__Data for the task__:
━━━━━━

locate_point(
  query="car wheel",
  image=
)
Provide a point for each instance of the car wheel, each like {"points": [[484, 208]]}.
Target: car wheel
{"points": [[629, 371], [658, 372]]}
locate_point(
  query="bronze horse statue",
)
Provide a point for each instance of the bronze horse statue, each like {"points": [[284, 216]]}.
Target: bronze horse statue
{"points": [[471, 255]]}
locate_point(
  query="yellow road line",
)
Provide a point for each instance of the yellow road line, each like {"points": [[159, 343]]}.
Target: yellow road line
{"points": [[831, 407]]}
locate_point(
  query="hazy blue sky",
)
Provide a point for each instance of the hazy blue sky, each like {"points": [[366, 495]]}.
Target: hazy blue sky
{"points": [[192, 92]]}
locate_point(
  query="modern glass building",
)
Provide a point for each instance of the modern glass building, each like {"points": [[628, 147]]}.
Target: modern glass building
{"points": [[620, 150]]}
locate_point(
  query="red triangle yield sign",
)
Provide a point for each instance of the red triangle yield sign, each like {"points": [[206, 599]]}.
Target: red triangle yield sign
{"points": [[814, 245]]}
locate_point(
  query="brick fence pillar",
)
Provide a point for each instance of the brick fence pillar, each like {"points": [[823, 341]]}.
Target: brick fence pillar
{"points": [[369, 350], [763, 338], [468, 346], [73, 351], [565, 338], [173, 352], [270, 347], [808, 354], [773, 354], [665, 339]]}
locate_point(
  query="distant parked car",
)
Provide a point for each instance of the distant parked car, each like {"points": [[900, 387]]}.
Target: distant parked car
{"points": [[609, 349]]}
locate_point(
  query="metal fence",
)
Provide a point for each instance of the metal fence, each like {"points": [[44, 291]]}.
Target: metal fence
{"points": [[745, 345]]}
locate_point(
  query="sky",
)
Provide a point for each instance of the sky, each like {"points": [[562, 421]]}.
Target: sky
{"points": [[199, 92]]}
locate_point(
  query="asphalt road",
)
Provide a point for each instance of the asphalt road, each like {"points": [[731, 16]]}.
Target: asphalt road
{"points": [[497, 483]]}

━━━━━━

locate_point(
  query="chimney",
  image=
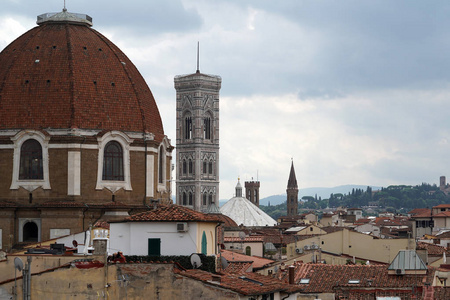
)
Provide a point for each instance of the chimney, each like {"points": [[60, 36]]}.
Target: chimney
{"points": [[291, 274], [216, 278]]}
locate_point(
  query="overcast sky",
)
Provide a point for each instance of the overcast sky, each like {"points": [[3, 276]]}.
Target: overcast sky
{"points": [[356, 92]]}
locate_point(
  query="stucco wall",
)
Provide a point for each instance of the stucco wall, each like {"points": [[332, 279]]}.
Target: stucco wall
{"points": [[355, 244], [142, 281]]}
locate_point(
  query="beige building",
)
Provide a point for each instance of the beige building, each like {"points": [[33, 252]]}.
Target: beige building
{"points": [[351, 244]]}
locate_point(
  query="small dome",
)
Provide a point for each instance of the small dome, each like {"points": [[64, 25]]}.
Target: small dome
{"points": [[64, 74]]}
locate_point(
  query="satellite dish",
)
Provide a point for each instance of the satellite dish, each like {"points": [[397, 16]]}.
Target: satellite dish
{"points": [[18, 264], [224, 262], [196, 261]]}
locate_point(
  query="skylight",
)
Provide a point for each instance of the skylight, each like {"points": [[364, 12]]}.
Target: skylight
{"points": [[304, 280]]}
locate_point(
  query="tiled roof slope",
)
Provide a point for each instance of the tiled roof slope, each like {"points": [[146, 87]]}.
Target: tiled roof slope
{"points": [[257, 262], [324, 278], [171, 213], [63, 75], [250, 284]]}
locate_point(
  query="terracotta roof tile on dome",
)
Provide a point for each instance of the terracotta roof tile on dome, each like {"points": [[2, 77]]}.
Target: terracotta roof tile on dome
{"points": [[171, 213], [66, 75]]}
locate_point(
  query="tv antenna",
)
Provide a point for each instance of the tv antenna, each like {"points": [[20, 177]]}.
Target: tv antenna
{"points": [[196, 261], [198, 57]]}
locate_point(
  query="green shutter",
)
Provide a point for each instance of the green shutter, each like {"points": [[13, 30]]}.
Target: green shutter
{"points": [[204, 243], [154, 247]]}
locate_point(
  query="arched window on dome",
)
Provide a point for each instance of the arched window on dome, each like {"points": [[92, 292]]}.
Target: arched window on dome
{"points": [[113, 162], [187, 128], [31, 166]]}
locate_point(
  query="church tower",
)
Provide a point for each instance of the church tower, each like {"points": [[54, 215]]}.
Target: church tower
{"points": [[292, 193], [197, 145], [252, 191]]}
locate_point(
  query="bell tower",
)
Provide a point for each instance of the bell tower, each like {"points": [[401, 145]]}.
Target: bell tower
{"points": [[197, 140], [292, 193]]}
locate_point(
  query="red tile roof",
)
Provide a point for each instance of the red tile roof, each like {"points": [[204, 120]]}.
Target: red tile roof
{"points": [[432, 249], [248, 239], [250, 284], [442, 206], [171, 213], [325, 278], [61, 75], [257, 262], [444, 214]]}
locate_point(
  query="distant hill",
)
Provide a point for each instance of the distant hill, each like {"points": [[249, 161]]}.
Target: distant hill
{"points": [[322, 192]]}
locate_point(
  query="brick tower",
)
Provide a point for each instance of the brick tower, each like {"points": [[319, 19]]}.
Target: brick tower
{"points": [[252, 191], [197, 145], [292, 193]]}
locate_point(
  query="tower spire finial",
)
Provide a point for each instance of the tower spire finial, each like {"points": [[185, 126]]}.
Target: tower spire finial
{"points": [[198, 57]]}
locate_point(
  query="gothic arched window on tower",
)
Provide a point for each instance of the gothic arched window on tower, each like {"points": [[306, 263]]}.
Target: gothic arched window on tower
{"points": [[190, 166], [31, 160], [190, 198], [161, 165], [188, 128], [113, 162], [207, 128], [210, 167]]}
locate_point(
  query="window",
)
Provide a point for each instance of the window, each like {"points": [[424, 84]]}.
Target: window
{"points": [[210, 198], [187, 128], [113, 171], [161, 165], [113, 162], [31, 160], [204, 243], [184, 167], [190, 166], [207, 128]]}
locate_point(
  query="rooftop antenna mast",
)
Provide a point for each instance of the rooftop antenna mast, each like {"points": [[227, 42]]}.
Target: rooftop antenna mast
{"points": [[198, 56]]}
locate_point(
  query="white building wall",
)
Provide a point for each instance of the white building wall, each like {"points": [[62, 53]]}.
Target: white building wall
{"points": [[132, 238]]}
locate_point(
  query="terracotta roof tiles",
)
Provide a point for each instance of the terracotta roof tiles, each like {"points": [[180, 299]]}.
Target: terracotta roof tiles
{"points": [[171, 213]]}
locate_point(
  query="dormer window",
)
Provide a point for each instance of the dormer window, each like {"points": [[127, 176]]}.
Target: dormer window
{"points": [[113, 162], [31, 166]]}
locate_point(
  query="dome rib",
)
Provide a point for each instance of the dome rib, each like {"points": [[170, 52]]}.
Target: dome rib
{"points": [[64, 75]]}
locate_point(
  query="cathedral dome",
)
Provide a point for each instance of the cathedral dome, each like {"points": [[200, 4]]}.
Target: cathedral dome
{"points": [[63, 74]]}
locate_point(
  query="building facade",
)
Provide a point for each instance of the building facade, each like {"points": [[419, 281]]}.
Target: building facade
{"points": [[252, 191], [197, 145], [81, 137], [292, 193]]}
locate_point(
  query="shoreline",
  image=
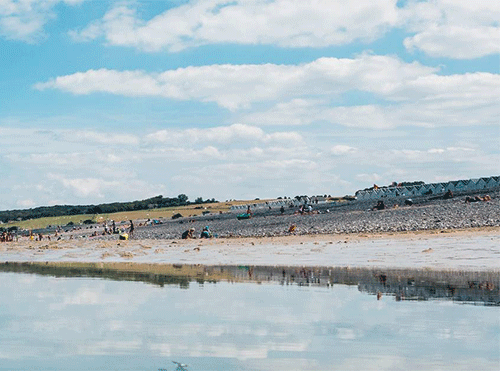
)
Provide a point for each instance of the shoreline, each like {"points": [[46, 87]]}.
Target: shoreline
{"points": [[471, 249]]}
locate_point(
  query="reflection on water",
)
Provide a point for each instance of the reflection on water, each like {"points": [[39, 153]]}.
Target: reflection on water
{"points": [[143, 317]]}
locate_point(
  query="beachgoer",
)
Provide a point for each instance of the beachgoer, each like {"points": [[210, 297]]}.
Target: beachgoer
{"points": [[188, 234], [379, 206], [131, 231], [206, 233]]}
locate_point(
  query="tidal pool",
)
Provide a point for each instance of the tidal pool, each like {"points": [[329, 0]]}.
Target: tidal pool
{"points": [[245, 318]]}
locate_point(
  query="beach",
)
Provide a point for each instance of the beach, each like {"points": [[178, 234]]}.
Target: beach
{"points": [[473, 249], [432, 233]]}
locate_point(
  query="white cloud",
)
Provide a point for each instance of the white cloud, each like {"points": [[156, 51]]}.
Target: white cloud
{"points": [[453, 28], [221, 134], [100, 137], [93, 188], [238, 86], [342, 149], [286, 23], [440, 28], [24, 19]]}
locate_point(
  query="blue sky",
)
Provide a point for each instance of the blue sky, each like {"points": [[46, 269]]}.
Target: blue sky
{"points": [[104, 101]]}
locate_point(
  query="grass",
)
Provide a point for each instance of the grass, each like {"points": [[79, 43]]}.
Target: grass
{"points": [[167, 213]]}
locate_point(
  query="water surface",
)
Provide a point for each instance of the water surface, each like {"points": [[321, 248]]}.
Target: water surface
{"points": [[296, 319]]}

━━━━━━

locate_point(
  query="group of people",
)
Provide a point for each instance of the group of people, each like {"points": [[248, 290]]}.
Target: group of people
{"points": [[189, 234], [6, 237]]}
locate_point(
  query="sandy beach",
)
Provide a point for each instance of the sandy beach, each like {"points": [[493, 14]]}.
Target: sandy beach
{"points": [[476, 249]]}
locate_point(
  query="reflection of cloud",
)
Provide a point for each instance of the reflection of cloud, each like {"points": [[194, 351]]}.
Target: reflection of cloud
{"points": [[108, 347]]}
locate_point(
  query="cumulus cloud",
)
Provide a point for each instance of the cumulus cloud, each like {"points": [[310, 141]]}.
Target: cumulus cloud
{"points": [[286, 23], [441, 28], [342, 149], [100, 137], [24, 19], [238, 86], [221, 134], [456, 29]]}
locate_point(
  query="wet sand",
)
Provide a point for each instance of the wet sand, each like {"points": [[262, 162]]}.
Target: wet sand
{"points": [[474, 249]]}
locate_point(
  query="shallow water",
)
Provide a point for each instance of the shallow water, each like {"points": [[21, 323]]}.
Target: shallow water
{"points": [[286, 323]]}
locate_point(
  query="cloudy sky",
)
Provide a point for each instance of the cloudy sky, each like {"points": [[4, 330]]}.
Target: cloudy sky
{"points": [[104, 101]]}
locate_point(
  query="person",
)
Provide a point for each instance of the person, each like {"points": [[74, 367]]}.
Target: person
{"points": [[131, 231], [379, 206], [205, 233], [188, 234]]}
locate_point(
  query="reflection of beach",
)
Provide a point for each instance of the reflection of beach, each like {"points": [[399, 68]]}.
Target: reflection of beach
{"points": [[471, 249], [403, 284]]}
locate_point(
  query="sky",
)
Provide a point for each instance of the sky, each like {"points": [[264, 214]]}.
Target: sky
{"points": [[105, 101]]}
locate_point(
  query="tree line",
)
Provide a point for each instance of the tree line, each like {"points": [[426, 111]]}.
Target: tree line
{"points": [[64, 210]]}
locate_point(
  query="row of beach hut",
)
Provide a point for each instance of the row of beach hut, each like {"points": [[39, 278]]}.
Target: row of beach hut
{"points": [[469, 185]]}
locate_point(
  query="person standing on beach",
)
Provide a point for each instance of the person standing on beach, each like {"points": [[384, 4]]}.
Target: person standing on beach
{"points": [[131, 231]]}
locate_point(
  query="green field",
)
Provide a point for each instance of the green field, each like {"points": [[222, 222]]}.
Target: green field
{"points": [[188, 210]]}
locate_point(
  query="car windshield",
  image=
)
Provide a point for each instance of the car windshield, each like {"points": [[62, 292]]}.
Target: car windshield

━━━━━━

__Task prompt__:
Would you give the number of lines in this listing that include "windshield"? Only the number, please.

__Solution to this task__:
3